- 抽出テキスト -
═══

大学在学中に二つの会社を設立した坪井俊輔さん。 生きづらさを抱えた中高時代、休学した大学時代を経て、 社会課題の解決に果敢に挑戦している。発売中のアエラムック「就職力で選ぶ大学2024」(朝日新聞出版)より紹介します。
【写真】サグリ代表取締役CEO 坪井俊輔さんがインドで活動する様子はこちら
人工衛星の観測データとAI技術などを組み合わせて農業の課題解決をサポートする。坪井俊輔さんが創業したサグリはそんな新しい試みに挑戦している。
「子どもたちがのびのびと自分の夢を見つけ、それを実現できる世の中にしたいという思いがベースにあって、そのための課題の一つをサグリで解決しようとしています」
事業の柱は、「ACTABA(アクタバ)」というアプリだ。全国の自治体は農地の状況を把握する必要がある。耕作放棄地は課税基準が変わってくるし、ソーラーパネルを設置するなど他の活用法を考えることもできるからだ。しかし、広大な土地を車で回るのは負担が大きい。そこで、人工衛星の観測データを解析し、農地情報を提供するこのアプリが活用されている。
坪井さんは横浜国立大学理工学部に在学中、サグリを設立した。実はその前にもう一社、教育事業を行う「うちゅう」を起業している。その背景には中高時代の苦しい体験があった。宇宙を夢見て、宇宙エレベーターを作りたいと話していたら、堅実な周りの生徒に理解されずに浮いてしまい、生きづらい日々を過ごしていたのだ。

═══

坪井俊輔さんを紹介する上の記事を、最後の一文の後から書き継いでください。

- 保存済みの記録 -

═══

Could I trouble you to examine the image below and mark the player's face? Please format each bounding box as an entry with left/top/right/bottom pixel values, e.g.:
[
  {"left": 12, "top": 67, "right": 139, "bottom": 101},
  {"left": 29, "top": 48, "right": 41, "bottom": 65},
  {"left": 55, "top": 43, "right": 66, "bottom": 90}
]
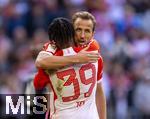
[{"left": 74, "top": 18, "right": 94, "bottom": 46}]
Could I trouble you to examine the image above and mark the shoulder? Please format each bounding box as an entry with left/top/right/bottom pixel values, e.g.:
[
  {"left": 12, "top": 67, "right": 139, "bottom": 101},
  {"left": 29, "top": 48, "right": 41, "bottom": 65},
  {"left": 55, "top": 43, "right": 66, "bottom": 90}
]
[
  {"left": 43, "top": 42, "right": 59, "bottom": 55},
  {"left": 87, "top": 39, "right": 100, "bottom": 51}
]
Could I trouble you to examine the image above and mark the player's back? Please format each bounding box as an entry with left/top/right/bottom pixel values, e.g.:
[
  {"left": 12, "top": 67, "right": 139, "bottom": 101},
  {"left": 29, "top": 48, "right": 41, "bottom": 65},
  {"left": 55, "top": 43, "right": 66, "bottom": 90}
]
[{"left": 49, "top": 40, "right": 99, "bottom": 119}]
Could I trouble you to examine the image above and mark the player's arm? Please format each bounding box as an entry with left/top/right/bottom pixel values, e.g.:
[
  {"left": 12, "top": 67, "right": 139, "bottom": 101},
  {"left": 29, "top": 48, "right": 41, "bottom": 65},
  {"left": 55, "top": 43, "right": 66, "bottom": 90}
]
[
  {"left": 96, "top": 58, "right": 107, "bottom": 119},
  {"left": 96, "top": 82, "right": 107, "bottom": 119},
  {"left": 35, "top": 51, "right": 99, "bottom": 69}
]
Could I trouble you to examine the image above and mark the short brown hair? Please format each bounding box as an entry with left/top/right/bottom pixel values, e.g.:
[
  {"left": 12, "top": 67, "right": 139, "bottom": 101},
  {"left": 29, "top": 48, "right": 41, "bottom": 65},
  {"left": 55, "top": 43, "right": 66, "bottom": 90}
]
[{"left": 72, "top": 11, "right": 96, "bottom": 31}]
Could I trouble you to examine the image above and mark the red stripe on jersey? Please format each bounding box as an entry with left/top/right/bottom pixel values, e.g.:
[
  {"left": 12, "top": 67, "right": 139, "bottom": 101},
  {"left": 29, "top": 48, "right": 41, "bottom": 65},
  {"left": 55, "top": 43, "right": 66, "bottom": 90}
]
[
  {"left": 97, "top": 57, "right": 103, "bottom": 81},
  {"left": 34, "top": 69, "right": 50, "bottom": 90}
]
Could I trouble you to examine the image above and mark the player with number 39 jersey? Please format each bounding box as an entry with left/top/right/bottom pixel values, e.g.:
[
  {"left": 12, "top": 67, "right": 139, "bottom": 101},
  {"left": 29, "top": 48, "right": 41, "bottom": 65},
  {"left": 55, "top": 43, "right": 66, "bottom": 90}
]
[{"left": 34, "top": 40, "right": 103, "bottom": 119}]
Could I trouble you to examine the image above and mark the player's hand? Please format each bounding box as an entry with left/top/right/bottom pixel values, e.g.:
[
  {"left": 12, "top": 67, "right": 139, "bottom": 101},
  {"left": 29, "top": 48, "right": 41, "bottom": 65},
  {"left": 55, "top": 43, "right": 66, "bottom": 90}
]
[{"left": 76, "top": 51, "right": 100, "bottom": 63}]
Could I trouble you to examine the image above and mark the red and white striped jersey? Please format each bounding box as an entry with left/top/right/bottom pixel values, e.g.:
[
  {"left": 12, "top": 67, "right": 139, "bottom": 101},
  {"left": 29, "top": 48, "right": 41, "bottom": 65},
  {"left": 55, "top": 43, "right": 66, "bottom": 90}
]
[{"left": 34, "top": 40, "right": 103, "bottom": 119}]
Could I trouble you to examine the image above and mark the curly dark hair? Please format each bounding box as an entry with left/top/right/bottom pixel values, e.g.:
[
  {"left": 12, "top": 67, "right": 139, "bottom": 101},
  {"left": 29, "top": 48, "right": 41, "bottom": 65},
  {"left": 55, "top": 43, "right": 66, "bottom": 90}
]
[{"left": 48, "top": 17, "right": 75, "bottom": 49}]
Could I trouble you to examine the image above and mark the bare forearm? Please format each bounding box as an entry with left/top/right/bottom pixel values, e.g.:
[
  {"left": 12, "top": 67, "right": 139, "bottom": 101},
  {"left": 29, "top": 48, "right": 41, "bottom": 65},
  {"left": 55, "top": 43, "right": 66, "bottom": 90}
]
[{"left": 96, "top": 84, "right": 107, "bottom": 119}]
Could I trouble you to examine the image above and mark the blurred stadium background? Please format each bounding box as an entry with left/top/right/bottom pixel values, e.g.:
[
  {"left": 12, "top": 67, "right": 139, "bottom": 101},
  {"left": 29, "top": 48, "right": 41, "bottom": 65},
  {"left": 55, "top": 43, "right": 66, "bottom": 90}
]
[{"left": 0, "top": 0, "right": 150, "bottom": 119}]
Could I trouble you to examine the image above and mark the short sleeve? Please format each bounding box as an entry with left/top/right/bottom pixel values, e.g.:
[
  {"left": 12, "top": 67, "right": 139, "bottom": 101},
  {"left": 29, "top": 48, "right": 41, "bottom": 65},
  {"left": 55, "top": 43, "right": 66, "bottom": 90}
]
[{"left": 97, "top": 57, "right": 103, "bottom": 83}]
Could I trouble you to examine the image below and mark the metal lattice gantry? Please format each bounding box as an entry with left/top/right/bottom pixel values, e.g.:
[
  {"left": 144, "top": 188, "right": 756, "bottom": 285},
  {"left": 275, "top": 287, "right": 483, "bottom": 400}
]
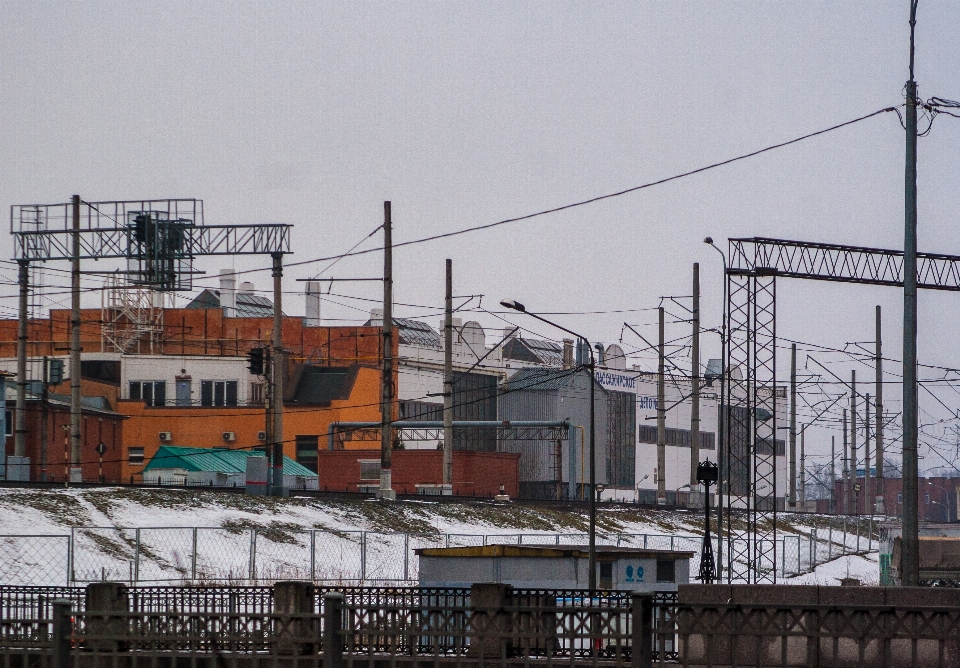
[
  {"left": 10, "top": 199, "right": 293, "bottom": 292},
  {"left": 720, "top": 237, "right": 960, "bottom": 582},
  {"left": 723, "top": 273, "right": 779, "bottom": 583}
]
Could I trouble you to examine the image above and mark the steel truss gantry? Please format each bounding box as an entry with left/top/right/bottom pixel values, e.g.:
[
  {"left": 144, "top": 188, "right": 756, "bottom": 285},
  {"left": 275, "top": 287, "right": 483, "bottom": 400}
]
[{"left": 719, "top": 237, "right": 960, "bottom": 583}]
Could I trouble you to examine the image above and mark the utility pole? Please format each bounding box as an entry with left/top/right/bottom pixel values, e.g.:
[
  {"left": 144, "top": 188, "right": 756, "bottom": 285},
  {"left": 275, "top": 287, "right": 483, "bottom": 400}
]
[
  {"left": 900, "top": 0, "right": 920, "bottom": 587},
  {"left": 690, "top": 262, "right": 708, "bottom": 490},
  {"left": 70, "top": 195, "right": 83, "bottom": 482},
  {"left": 377, "top": 201, "right": 397, "bottom": 501},
  {"left": 830, "top": 436, "right": 837, "bottom": 515},
  {"left": 790, "top": 343, "right": 797, "bottom": 509},
  {"left": 863, "top": 392, "right": 873, "bottom": 515},
  {"left": 270, "top": 253, "right": 286, "bottom": 496},
  {"left": 843, "top": 408, "right": 851, "bottom": 515},
  {"left": 850, "top": 370, "right": 857, "bottom": 514},
  {"left": 657, "top": 306, "right": 664, "bottom": 506},
  {"left": 800, "top": 425, "right": 807, "bottom": 510},
  {"left": 874, "top": 304, "right": 886, "bottom": 515},
  {"left": 40, "top": 356, "right": 50, "bottom": 482},
  {"left": 15, "top": 260, "right": 30, "bottom": 470},
  {"left": 441, "top": 258, "right": 456, "bottom": 498}
]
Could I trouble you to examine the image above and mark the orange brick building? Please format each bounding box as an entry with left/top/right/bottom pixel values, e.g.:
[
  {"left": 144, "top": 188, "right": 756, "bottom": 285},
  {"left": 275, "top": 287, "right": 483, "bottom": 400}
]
[{"left": 0, "top": 300, "right": 398, "bottom": 482}]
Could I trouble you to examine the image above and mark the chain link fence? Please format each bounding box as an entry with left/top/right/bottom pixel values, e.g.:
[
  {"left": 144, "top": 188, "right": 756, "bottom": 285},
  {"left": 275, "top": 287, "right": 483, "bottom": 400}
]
[{"left": 0, "top": 519, "right": 876, "bottom": 586}]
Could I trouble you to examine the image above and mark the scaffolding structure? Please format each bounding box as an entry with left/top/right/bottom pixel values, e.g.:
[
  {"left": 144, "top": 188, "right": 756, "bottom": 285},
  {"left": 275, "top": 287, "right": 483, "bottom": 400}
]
[{"left": 100, "top": 276, "right": 168, "bottom": 354}]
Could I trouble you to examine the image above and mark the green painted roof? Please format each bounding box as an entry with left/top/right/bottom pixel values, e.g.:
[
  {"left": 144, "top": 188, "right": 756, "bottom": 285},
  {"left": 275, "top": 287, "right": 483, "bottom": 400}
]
[{"left": 143, "top": 445, "right": 317, "bottom": 476}]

═══

- 以下が結果 -
〝王道〟よりも本当にやりたいこと
進学した横浜国立大学では宇宙への思いを胸にテラメカニクス(土壌と機械の相互作用)を専門とする研究室に入り、月面を走る探査機のタイヤの表面設計の研究に取り組んだ。そのかたわら、新しい出合いと体験を求めて短期留学や海外旅行、NPOの活動にも参加。その活動で日本の学校を回ったとき、目の当たりにしたのは消極的で自己肯定感の低い生徒たちだった。
「自分の中高時代と同じだと思い、見て見ぬふりはできなかった。それまでは、研究者として新しい技術を生み出して社会を変えたいと考えていましたが、まず教育の課題を解決しようと動き始めました」
宇宙を題材に、夢を実現できる人を育てようと、うちゅうを創業。さまざまな宇宙教育プログラムを実施した。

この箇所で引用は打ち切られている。